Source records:
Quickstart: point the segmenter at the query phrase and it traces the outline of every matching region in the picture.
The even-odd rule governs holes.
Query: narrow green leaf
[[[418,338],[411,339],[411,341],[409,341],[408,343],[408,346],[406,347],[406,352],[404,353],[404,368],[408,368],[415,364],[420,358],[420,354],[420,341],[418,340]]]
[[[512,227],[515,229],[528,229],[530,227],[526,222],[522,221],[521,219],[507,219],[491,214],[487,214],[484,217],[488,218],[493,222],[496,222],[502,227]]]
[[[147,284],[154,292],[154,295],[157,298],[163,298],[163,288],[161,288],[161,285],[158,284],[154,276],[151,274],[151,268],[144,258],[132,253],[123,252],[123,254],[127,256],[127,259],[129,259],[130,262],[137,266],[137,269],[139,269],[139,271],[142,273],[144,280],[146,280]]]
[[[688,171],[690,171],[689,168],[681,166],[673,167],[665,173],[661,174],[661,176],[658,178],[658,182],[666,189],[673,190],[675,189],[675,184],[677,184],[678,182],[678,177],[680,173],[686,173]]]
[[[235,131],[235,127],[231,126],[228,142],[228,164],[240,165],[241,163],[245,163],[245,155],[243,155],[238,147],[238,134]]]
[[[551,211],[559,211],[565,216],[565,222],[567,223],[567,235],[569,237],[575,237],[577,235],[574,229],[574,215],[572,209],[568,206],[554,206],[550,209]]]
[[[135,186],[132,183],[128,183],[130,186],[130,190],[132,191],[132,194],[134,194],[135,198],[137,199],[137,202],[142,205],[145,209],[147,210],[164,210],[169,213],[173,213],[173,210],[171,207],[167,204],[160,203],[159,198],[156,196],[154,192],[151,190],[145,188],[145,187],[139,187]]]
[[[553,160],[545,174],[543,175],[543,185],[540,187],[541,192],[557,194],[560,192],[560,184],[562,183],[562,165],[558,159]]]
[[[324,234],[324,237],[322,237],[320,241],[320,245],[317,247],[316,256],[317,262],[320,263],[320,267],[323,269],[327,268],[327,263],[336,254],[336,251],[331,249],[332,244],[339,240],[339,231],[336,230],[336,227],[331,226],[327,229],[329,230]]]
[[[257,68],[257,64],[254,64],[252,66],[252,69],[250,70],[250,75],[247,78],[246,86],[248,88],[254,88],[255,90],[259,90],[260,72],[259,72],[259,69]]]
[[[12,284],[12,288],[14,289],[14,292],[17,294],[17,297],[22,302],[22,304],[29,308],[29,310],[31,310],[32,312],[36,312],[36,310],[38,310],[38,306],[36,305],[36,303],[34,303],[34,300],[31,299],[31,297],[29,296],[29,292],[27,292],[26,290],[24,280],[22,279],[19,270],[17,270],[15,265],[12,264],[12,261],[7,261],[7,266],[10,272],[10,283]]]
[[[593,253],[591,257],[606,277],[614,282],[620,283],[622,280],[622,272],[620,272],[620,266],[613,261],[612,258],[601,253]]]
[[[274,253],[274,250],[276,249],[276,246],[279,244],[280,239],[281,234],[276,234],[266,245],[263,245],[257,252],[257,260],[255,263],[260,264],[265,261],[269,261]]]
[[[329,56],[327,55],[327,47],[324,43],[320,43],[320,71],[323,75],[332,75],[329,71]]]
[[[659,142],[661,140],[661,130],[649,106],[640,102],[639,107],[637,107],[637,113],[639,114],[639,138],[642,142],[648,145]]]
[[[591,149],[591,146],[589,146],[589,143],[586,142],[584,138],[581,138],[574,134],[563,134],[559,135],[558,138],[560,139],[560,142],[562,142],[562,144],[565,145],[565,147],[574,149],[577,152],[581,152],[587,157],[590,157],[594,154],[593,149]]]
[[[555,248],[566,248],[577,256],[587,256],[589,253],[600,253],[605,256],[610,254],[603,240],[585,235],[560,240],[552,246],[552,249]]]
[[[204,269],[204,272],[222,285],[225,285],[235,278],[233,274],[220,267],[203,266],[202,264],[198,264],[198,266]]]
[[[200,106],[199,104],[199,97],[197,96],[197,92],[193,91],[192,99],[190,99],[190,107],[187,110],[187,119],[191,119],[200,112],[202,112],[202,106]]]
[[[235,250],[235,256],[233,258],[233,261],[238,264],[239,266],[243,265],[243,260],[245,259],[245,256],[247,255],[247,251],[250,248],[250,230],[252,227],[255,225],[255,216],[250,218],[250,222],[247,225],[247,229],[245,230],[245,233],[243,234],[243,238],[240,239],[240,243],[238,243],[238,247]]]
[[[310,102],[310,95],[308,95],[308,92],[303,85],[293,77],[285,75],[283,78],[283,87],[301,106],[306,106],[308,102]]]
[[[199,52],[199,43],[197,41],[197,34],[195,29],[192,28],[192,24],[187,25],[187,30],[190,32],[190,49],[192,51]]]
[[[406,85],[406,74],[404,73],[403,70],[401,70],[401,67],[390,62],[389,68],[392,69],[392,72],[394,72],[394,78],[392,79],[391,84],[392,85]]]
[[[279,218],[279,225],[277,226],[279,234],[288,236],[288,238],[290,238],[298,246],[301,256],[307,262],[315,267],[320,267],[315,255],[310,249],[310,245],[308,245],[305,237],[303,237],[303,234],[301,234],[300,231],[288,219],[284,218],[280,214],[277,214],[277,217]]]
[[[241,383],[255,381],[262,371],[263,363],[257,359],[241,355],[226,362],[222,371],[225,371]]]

» **TASK DETAILS**
Without altering a single word, transcribe the entries above.

» **ANSWER BOX**
Quickstart: point the segmenter at the query phrase and it traces the outline of every matching region in the picture.
The even-odd rule governs holes.
Query: narrow green leaf
[[[418,338],[411,339],[411,341],[409,341],[408,343],[408,346],[406,347],[406,352],[404,353],[404,368],[408,368],[415,364],[420,358],[420,354],[420,341],[418,340]]]
[[[512,227],[515,229],[528,229],[530,227],[526,222],[522,221],[521,219],[507,219],[491,214],[487,214],[484,217],[488,218],[493,222],[496,222],[502,227]]]
[[[147,284],[154,292],[154,295],[157,298],[163,298],[163,288],[161,288],[161,285],[158,284],[154,276],[151,274],[151,268],[144,258],[132,253],[123,252],[123,254],[127,256],[127,259],[129,259],[130,262],[137,266],[137,269],[139,269],[139,271],[142,273],[144,280],[146,280]]]
[[[688,171],[690,171],[689,168],[681,166],[673,167],[665,173],[661,174],[661,176],[658,178],[658,182],[666,189],[673,190],[675,189],[675,184],[677,184],[678,182],[678,177],[680,173],[686,173]]]
[[[235,131],[235,127],[231,126],[228,142],[228,164],[240,165],[241,163],[245,163],[245,155],[243,155],[238,147],[238,134]]]
[[[551,211],[559,211],[565,216],[565,222],[567,223],[567,235],[569,237],[575,237],[577,235],[574,229],[574,215],[572,209],[568,206],[554,206],[550,209]]]
[[[135,186],[132,183],[128,183],[130,186],[130,190],[132,191],[132,194],[134,194],[135,198],[137,199],[137,202],[142,205],[145,209],[147,210],[164,210],[169,213],[173,213],[173,210],[171,207],[167,204],[160,203],[159,198],[156,196],[154,192],[151,190],[145,188],[145,187],[139,187]]]
[[[553,160],[545,174],[543,175],[543,185],[540,187],[541,192],[557,194],[560,192],[560,184],[562,183],[562,165],[558,159]]]
[[[324,234],[324,237],[322,237],[320,241],[320,245],[317,247],[316,256],[317,262],[320,263],[320,267],[323,269],[327,268],[327,263],[336,254],[336,251],[331,249],[332,244],[339,240],[339,231],[336,230],[336,227],[331,226],[327,229],[329,230]]]
[[[257,68],[257,64],[254,64],[252,66],[252,69],[250,70],[250,75],[247,78],[246,86],[248,88],[254,88],[255,90],[259,90],[260,72],[259,72],[259,69]]]
[[[12,284],[12,288],[14,289],[14,292],[17,294],[17,297],[22,302],[22,304],[29,308],[29,310],[31,310],[32,312],[36,312],[36,310],[38,310],[38,306],[36,305],[36,303],[34,303],[34,300],[31,299],[31,297],[29,296],[29,292],[27,292],[26,290],[24,280],[22,279],[19,270],[17,270],[15,265],[12,264],[12,261],[7,261],[7,266],[10,272],[10,283]]]
[[[593,253],[591,257],[606,277],[614,282],[620,283],[622,280],[622,272],[620,272],[620,266],[613,261],[612,258],[601,253]]]
[[[274,253],[274,250],[276,249],[276,246],[279,244],[280,239],[281,234],[276,234],[266,245],[263,245],[257,252],[257,260],[255,263],[260,264],[265,261],[269,261]]]
[[[329,56],[327,55],[327,47],[324,43],[320,43],[320,71],[323,75],[332,75],[329,71]]]
[[[659,142],[661,140],[661,130],[649,106],[640,102],[639,107],[637,107],[637,113],[639,114],[639,138],[642,142],[648,145]]]
[[[591,149],[591,146],[589,146],[589,143],[586,142],[584,138],[581,138],[574,134],[563,134],[559,135],[558,138],[560,139],[560,142],[562,142],[562,144],[565,145],[565,147],[574,149],[577,152],[581,152],[587,157],[590,157],[594,154],[593,149]]]
[[[555,248],[566,248],[577,256],[587,256],[589,253],[600,253],[605,256],[610,254],[603,240],[585,235],[560,240],[552,246],[552,249]]]
[[[204,269],[204,272],[222,285],[225,285],[235,278],[233,274],[220,267],[203,266],[202,264],[198,264],[198,266]]]
[[[200,106],[199,104],[199,97],[197,96],[197,92],[193,91],[192,99],[190,99],[190,107],[187,110],[187,119],[191,119],[200,112],[202,112],[202,106]]]
[[[235,250],[235,256],[233,258],[233,261],[238,264],[239,266],[243,265],[243,260],[245,259],[245,256],[247,255],[247,251],[250,248],[250,230],[252,227],[255,225],[255,216],[250,218],[250,222],[247,225],[247,229],[245,230],[245,233],[243,234],[243,238],[240,239],[240,243],[238,243],[238,247]]]
[[[310,102],[310,95],[308,95],[308,92],[303,85],[293,77],[285,75],[283,78],[283,87],[301,106],[306,106],[308,102]]]
[[[199,52],[199,43],[197,41],[197,34],[195,29],[192,28],[192,24],[187,25],[187,30],[190,32],[190,49],[192,51]]]
[[[406,85],[406,74],[404,73],[403,70],[401,70],[401,67],[390,62],[389,68],[392,69],[392,72],[394,72],[394,78],[392,79],[391,84],[392,85]]]
[[[279,218],[279,225],[277,226],[279,234],[288,236],[288,238],[290,238],[298,246],[301,256],[307,262],[315,267],[320,267],[315,255],[310,249],[310,245],[308,245],[305,237],[303,237],[303,234],[301,234],[300,231],[288,219],[284,218],[280,214],[277,214],[277,217]]]
[[[241,383],[255,381],[262,371],[263,363],[257,359],[241,355],[226,362],[222,371],[225,371]]]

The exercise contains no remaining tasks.